Objective. Rewrite the records from the line that contains "[spot] the sunlight" through the end of the records, replacing "spectator" with "onlooker" and changing nothing else. Return only those lines, and leave the pictures out.

# Provided information start

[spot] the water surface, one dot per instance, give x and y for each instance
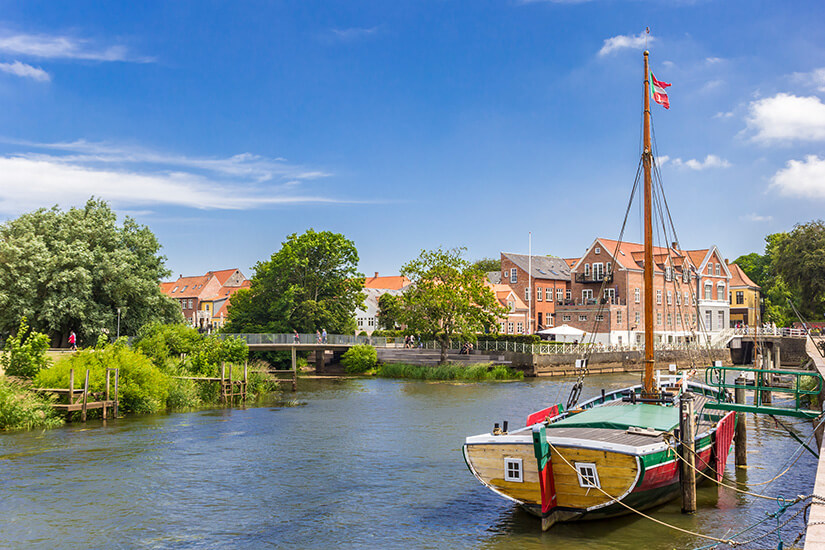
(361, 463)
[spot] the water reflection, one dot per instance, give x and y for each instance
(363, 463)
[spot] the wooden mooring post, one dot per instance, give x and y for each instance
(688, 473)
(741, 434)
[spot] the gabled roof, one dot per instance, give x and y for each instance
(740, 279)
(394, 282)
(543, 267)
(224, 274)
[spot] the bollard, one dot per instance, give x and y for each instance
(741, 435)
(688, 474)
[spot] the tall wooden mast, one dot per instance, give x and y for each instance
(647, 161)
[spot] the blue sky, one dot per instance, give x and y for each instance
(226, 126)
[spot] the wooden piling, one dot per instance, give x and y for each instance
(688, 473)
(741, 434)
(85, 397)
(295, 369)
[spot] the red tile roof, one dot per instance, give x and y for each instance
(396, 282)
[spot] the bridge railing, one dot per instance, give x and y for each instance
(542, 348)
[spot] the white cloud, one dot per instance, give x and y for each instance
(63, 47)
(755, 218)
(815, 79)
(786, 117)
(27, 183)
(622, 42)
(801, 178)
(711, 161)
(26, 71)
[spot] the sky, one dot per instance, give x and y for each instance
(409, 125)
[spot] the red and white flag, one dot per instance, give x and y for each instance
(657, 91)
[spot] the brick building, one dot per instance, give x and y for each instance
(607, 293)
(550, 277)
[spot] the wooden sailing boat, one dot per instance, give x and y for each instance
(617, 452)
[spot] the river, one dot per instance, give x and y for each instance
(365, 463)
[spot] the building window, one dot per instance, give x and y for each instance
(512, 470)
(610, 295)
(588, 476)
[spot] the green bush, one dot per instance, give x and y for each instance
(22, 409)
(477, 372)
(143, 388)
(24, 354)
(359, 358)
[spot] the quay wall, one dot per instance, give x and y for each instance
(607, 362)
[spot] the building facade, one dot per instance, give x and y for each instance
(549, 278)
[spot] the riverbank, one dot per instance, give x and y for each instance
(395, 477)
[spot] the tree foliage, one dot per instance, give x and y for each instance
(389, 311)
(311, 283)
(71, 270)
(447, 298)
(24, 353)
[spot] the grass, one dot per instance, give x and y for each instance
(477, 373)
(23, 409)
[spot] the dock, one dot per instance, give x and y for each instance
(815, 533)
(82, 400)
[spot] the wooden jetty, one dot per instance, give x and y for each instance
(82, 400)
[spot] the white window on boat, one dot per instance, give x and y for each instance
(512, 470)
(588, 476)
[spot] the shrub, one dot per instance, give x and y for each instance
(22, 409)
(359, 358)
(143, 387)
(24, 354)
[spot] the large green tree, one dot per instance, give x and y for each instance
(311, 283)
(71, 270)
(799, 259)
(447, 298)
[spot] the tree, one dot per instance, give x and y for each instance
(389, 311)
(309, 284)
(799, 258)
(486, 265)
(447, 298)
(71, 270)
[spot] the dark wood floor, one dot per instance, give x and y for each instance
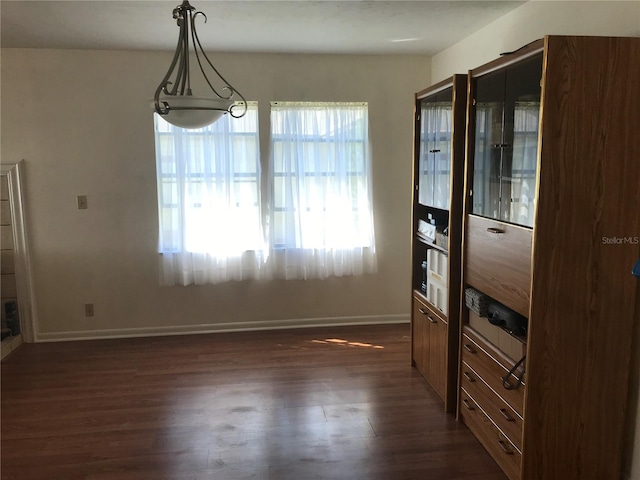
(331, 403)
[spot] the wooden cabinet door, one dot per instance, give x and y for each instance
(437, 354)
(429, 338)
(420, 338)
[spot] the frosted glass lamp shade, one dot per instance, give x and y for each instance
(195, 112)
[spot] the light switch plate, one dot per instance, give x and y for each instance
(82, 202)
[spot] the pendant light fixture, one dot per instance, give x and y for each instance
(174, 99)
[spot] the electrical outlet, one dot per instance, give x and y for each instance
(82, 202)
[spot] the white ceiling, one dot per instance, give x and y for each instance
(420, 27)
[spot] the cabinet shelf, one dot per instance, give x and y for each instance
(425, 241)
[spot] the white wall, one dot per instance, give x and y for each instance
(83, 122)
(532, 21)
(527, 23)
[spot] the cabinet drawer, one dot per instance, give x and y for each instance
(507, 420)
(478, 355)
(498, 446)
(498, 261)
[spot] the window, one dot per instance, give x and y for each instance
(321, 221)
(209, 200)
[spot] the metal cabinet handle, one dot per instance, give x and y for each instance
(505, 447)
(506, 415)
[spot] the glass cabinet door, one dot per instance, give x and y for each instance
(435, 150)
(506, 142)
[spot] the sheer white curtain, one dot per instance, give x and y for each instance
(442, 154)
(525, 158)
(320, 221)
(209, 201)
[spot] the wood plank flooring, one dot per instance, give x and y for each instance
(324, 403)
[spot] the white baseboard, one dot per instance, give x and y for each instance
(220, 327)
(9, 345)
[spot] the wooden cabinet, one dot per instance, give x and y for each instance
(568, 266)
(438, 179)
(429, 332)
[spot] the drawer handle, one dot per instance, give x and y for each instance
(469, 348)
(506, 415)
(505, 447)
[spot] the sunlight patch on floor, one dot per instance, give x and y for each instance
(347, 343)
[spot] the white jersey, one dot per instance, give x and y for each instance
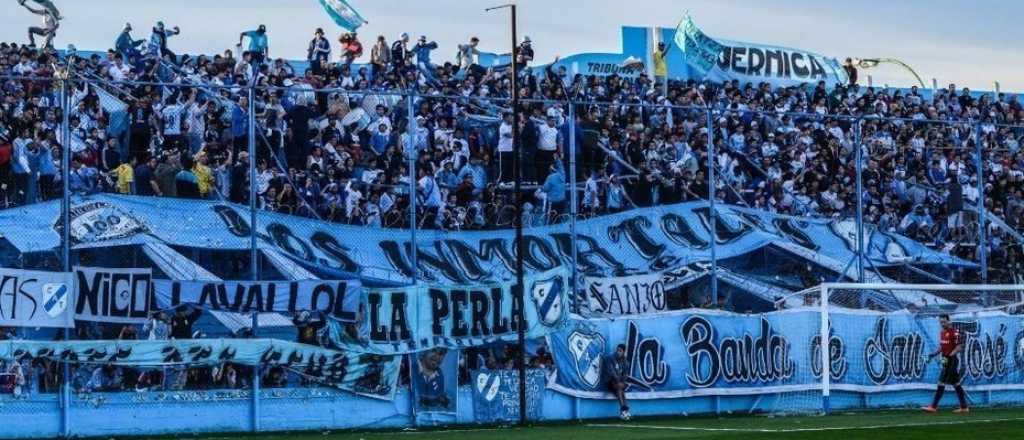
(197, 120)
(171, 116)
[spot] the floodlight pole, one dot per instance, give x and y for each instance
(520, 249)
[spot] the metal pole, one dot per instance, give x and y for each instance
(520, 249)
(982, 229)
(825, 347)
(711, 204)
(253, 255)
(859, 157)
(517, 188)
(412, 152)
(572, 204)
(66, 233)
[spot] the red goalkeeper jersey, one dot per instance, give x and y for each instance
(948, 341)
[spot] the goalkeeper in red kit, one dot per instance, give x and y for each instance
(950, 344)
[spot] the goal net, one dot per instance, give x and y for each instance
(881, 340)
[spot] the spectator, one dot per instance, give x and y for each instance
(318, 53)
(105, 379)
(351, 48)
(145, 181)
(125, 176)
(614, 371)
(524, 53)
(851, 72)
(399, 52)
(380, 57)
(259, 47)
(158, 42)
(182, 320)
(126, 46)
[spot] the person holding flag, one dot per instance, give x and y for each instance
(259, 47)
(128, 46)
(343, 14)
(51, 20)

# Provided information end

Exercise result.
[spot] the sunlight patch on floor, one dot per instance, give x and y for each instance
(347, 343)
[spot] the white jersey, one dot per instance, give x and y for each instance
(197, 120)
(171, 116)
[spot] the floodlight pole, one dot per instance, give x and y for each instance
(520, 249)
[spot] the metal pole, one dot per instance, give x and y for each instance
(520, 249)
(982, 229)
(825, 347)
(711, 204)
(253, 255)
(859, 157)
(517, 188)
(412, 152)
(572, 204)
(66, 233)
[spot] the red goalkeeper jersey, one dot per instance, give x and y for each instance
(948, 341)
[spot] the goalkeeper in red kit, one dot per instance, give x and y for each instance
(950, 344)
[spot] the goal net, one dot per instance, give x and y for each instance
(881, 340)
[spot] the onlooker, one dot per instance, give x and y for each instance
(318, 53)
(105, 379)
(351, 48)
(145, 181)
(125, 176)
(614, 371)
(524, 53)
(851, 72)
(399, 52)
(380, 57)
(259, 47)
(158, 42)
(182, 320)
(126, 46)
[spot] the person holding flag, one dot per instance, give x and y for each instance
(259, 47)
(128, 46)
(343, 14)
(51, 20)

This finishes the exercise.